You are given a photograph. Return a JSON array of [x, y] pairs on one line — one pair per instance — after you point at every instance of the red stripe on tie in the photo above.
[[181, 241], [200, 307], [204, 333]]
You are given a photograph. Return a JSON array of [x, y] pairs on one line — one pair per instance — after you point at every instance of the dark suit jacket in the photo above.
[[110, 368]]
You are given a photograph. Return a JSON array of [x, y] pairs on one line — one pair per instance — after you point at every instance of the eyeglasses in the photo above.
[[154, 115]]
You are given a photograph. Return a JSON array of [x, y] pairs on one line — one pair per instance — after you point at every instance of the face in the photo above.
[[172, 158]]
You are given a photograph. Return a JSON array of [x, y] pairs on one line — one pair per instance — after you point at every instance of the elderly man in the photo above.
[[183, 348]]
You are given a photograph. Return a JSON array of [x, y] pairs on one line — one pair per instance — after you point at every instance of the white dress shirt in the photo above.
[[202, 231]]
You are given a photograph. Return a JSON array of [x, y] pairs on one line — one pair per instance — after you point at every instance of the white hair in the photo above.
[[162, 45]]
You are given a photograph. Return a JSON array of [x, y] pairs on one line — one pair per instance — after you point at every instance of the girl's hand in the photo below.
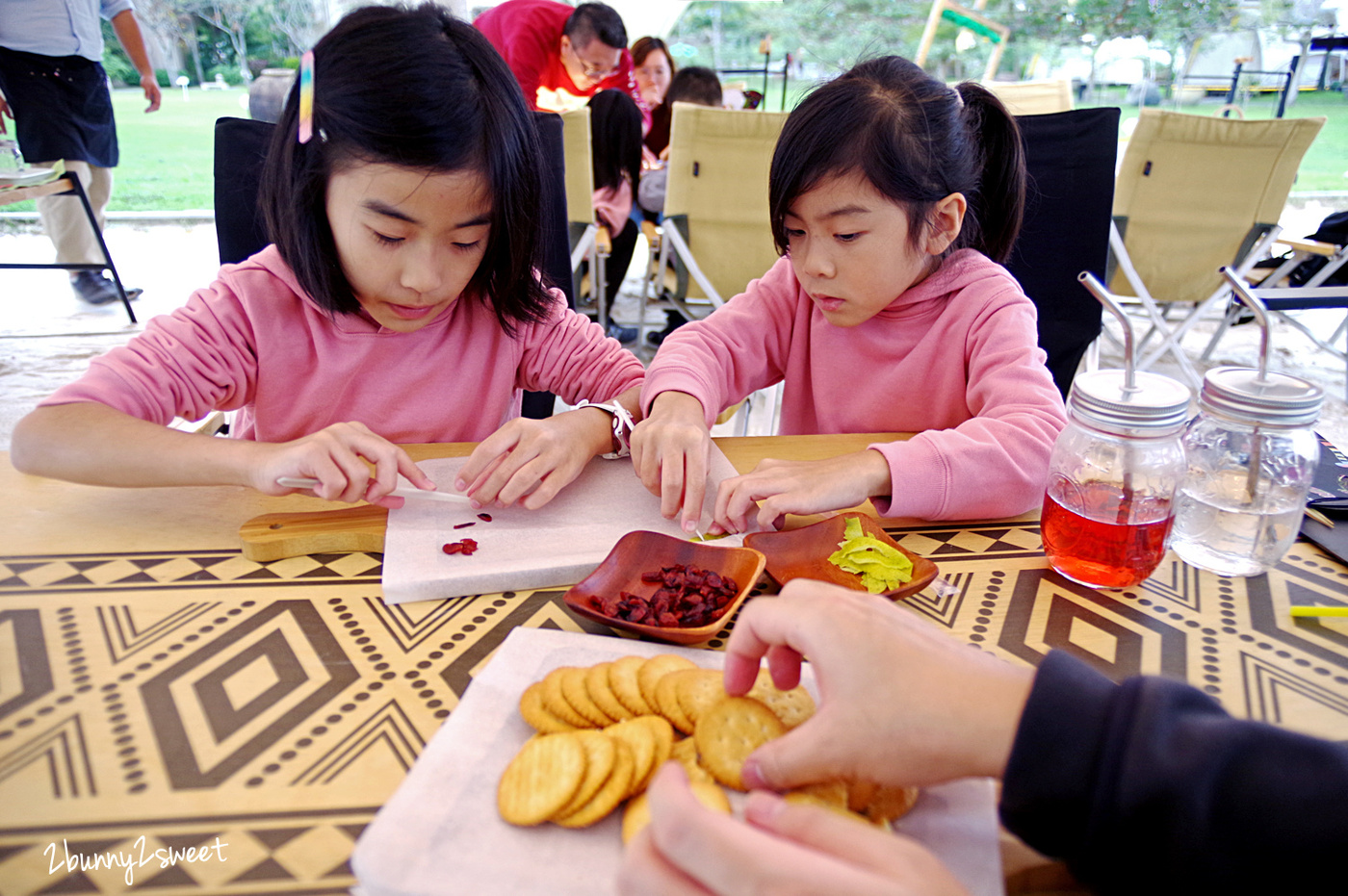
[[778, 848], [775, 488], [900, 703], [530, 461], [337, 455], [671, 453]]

+++++

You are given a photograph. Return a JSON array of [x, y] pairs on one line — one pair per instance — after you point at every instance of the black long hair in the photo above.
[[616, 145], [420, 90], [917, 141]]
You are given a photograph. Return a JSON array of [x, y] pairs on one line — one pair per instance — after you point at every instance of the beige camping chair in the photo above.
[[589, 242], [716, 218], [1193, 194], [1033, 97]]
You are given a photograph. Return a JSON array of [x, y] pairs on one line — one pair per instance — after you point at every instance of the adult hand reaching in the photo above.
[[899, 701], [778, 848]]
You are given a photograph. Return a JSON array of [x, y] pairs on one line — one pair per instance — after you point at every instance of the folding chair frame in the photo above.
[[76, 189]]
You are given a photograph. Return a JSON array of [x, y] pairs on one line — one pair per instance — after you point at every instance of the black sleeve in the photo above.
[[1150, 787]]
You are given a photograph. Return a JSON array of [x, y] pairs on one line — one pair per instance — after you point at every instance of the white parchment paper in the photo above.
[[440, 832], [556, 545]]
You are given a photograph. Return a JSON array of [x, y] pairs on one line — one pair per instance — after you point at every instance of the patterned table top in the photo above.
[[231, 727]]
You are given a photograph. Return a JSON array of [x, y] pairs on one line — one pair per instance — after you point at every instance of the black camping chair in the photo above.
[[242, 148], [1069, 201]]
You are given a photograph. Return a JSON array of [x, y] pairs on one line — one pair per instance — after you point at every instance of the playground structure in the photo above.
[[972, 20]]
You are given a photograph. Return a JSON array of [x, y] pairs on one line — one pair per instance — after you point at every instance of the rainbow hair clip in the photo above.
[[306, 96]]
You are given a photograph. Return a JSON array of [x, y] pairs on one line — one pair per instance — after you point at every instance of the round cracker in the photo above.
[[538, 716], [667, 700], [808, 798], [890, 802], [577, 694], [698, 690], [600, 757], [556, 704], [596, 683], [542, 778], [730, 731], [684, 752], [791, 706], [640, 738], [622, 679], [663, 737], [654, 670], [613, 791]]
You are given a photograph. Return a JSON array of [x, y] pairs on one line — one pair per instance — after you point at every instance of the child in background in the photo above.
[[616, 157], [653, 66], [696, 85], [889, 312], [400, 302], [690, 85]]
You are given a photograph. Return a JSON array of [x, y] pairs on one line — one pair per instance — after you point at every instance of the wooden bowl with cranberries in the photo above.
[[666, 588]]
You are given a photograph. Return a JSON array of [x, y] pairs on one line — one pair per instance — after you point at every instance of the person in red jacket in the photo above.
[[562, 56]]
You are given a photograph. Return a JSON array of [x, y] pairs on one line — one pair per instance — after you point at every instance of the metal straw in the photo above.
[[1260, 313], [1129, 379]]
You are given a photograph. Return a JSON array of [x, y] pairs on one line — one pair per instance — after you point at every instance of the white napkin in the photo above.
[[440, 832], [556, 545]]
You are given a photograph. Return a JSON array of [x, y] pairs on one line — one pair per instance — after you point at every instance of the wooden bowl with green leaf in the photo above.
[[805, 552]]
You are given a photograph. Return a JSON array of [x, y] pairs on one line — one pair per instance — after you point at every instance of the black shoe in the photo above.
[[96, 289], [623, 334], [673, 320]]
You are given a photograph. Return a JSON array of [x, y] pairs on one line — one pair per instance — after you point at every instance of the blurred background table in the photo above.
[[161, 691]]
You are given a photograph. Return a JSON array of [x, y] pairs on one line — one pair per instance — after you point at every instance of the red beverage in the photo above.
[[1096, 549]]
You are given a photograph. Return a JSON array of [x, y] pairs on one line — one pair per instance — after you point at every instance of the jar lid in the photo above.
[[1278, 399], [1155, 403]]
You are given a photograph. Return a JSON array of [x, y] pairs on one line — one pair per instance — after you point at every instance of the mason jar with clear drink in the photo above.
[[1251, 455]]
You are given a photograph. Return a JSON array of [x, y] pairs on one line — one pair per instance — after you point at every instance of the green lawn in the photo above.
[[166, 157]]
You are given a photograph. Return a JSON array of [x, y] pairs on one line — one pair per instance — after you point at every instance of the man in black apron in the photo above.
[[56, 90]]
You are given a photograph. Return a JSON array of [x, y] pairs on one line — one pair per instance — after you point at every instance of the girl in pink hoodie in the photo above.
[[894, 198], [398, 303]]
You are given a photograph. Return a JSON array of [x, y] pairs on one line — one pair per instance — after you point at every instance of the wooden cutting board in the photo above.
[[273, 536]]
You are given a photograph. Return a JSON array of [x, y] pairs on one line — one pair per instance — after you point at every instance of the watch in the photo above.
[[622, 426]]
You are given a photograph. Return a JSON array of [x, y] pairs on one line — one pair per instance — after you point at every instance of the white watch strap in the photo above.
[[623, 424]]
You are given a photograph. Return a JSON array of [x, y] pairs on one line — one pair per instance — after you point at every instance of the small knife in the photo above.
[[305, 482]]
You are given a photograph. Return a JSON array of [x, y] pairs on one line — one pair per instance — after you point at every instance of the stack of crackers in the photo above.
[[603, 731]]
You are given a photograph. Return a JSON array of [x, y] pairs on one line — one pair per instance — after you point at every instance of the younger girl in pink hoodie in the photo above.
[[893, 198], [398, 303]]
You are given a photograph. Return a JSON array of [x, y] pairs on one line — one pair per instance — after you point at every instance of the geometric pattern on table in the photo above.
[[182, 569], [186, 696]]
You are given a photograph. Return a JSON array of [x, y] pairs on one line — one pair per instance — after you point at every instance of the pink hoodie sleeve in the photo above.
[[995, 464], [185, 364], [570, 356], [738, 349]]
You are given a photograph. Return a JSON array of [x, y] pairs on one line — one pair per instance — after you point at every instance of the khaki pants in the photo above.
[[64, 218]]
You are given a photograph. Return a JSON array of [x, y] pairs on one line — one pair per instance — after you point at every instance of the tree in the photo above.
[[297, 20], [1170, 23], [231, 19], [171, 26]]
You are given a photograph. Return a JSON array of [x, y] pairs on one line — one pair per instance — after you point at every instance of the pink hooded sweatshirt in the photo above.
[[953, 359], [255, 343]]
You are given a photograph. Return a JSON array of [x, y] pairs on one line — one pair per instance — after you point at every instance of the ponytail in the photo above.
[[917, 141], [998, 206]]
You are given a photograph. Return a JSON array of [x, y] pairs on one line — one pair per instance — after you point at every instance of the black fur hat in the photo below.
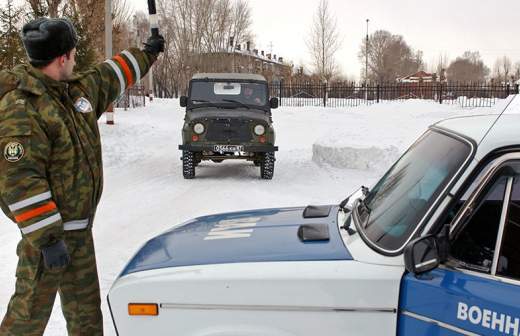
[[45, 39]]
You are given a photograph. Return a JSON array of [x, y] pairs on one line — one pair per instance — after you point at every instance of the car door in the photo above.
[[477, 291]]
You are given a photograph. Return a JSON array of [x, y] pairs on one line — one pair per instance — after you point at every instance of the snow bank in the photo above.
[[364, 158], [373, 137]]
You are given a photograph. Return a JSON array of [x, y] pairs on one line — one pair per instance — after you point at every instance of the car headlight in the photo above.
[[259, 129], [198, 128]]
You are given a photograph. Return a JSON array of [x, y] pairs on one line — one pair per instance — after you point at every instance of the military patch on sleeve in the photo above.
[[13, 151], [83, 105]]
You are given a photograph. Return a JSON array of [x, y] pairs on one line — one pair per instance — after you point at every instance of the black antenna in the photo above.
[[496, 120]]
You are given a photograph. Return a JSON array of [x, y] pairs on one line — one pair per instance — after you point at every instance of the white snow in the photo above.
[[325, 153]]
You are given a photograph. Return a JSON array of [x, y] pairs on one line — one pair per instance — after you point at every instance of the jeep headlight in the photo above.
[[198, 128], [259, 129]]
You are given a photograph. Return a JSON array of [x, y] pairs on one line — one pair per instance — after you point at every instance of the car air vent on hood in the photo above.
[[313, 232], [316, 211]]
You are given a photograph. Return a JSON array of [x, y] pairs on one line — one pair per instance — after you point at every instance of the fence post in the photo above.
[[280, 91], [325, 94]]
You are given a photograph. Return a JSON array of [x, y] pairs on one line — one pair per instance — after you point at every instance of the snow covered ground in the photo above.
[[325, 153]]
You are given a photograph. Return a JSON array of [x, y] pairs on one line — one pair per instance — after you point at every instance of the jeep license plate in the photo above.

+++++

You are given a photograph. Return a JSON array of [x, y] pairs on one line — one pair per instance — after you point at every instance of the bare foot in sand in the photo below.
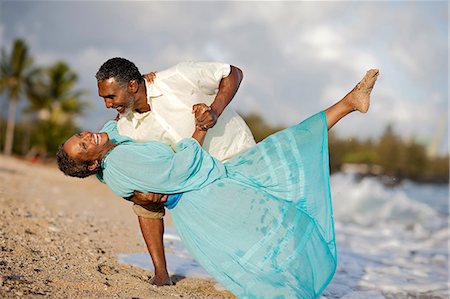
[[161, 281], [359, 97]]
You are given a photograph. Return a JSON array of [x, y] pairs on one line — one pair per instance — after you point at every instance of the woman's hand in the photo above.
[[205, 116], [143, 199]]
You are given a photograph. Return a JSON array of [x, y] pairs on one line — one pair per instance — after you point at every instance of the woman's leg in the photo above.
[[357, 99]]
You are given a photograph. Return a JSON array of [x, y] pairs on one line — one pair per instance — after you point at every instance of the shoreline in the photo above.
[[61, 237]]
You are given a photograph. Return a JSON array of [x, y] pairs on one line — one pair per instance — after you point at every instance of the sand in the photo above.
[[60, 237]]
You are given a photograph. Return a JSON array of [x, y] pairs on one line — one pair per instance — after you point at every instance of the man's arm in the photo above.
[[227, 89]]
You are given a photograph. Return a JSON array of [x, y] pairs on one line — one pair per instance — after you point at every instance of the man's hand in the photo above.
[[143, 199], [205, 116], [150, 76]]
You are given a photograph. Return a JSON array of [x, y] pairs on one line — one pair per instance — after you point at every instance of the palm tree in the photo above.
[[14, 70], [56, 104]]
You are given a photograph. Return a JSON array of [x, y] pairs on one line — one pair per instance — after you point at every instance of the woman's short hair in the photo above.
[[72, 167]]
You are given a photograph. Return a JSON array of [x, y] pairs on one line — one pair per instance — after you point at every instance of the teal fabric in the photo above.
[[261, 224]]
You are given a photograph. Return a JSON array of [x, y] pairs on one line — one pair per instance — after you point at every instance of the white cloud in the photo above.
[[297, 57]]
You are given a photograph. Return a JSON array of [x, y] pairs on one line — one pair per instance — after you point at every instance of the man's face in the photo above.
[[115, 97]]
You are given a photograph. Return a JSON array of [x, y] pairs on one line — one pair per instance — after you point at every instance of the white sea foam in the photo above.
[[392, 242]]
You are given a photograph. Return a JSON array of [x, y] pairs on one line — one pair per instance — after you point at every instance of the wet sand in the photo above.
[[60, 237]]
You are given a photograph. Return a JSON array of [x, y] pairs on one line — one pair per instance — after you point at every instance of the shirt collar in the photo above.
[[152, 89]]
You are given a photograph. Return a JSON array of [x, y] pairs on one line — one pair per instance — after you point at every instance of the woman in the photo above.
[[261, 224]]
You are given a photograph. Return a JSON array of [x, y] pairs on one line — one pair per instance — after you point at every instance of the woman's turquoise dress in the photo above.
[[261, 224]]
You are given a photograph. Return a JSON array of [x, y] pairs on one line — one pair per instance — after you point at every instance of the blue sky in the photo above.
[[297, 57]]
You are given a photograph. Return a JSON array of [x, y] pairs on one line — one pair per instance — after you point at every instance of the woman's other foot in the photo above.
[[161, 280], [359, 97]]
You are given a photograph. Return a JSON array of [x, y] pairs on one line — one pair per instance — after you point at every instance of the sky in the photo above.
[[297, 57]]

+++++

> [Directive] Give back only the lines starting at the one that contains "the sand in the photo above." and ending at the one that contains "[[72, 167]]", with every "JSON array" changed to "JSON list" and nothing else altered.

> [Output]
You are given a photograph. Return a JSON list of [x, y] pairs on one line — one pair per instance — after you point at every instance of the sand in the photo above.
[[60, 237]]
You are given a photograph. Return a JSON list of [x, y] pairs on one line — one pair per instance — after you point at every instance of the man's arm in the photo above.
[[227, 89]]
You are given a photograph. Return a JSON list of [x, y] pairs on one line — one pair per instance — after you point at every instance of the man's hand in the photo above.
[[143, 199], [205, 116], [150, 76]]
You are given a photograph. Return a JSON list of [x, y] pairs on one line — one pair per instance — after you point at every instance of the palm tree in the photo above.
[[14, 70], [56, 104]]
You are given a photograph. Return a JSON list of [x, y] pairs on one line — one pair per instance — after you point at every instance of the woman's short hair in the photo above.
[[72, 167]]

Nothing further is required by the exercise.